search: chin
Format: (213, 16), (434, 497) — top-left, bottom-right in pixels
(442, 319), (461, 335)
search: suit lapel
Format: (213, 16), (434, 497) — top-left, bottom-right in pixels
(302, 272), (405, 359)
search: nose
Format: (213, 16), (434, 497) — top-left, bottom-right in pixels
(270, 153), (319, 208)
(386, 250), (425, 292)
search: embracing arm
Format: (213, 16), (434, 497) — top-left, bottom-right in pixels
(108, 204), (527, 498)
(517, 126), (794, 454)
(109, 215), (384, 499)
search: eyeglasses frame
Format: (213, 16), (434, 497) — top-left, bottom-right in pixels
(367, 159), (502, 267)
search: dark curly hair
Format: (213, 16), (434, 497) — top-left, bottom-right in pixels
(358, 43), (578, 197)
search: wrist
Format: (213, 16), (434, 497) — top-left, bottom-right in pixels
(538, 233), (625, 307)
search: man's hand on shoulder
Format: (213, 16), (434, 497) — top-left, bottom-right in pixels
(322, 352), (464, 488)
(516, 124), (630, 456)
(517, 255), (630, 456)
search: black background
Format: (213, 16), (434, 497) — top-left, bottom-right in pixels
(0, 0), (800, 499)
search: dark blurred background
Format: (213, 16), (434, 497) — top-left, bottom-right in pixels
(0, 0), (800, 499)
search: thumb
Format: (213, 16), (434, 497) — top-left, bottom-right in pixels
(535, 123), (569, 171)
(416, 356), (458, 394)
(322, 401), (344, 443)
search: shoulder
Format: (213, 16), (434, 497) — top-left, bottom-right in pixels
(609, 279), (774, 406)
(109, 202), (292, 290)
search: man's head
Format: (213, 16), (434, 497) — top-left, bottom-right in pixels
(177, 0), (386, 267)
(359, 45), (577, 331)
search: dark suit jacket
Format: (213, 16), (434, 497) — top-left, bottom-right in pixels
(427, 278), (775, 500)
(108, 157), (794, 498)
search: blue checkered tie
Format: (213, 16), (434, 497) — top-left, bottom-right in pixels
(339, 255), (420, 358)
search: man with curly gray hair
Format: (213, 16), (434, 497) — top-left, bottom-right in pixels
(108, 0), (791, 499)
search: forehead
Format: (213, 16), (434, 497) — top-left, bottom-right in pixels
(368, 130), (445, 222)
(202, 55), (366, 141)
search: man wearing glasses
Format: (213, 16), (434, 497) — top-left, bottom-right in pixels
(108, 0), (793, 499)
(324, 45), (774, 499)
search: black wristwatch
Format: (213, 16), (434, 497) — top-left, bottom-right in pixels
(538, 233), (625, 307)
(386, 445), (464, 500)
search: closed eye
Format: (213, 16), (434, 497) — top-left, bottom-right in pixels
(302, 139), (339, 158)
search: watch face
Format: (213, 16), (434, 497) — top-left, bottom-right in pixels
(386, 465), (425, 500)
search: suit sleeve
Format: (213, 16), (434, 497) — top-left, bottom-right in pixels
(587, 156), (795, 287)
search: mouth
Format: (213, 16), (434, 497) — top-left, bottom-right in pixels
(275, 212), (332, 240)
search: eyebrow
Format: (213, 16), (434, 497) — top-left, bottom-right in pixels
********
Exercise instructions |
Return the lines above without any change, beginning with the line that contains "search: suit sleeve" and continuing through the last line.

Final answer |
search: suit sleeve
Format: (213, 16), (434, 497) — top-left, bottom-right in pixels
(587, 156), (795, 287)
search: mouth
Format: (213, 16), (434, 497) — top-left, bottom-right in pixels
(275, 212), (332, 240)
search: eyebrow
Format: (213, 16), (434, 497) — top-left, bottom-right in pixels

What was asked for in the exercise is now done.